----- THE DATA
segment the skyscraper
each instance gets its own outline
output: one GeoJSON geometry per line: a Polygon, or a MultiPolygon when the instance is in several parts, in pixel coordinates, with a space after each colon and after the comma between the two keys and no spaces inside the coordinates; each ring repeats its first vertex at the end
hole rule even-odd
----------
----- THE DATA
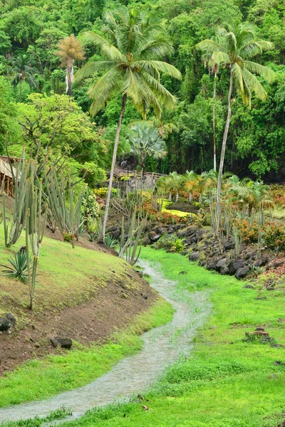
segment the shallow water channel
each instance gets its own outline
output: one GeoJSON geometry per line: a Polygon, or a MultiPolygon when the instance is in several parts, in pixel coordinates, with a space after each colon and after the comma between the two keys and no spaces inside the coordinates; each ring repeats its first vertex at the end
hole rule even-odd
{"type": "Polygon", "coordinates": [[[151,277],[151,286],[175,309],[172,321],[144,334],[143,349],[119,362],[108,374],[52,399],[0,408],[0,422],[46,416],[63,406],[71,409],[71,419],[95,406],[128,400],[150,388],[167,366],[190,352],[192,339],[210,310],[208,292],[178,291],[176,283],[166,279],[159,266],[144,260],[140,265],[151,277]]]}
----------
----- THE DATA
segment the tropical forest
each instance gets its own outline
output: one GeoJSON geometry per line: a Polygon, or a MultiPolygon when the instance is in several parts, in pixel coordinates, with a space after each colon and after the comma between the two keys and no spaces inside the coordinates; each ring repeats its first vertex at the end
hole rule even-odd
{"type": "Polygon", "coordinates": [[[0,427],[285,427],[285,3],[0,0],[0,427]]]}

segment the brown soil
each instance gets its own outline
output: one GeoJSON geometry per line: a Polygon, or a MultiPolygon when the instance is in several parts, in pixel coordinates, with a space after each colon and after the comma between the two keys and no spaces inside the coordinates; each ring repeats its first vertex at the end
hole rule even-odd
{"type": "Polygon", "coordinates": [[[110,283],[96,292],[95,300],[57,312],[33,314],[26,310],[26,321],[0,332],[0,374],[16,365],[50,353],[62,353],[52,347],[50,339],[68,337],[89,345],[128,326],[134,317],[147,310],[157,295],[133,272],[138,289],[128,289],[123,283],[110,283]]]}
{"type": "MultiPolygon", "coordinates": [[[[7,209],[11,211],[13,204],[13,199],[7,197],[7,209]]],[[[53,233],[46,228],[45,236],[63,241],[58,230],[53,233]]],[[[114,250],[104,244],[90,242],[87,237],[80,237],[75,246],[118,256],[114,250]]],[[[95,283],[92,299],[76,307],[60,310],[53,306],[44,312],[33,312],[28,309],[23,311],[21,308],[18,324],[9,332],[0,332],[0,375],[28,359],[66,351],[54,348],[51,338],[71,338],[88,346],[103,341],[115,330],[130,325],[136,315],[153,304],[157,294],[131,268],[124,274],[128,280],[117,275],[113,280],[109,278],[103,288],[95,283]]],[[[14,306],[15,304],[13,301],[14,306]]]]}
----------
▶ _DESCRIPTION OF THE TASK_
Return each line from the rows above that contains the word "segment". Treat uppercase and lowercase letters as different.

▶ _FINAL RESULT_
segment the skyscraper
segment the shallow water channel
segment the tropical forest
segment the brown soil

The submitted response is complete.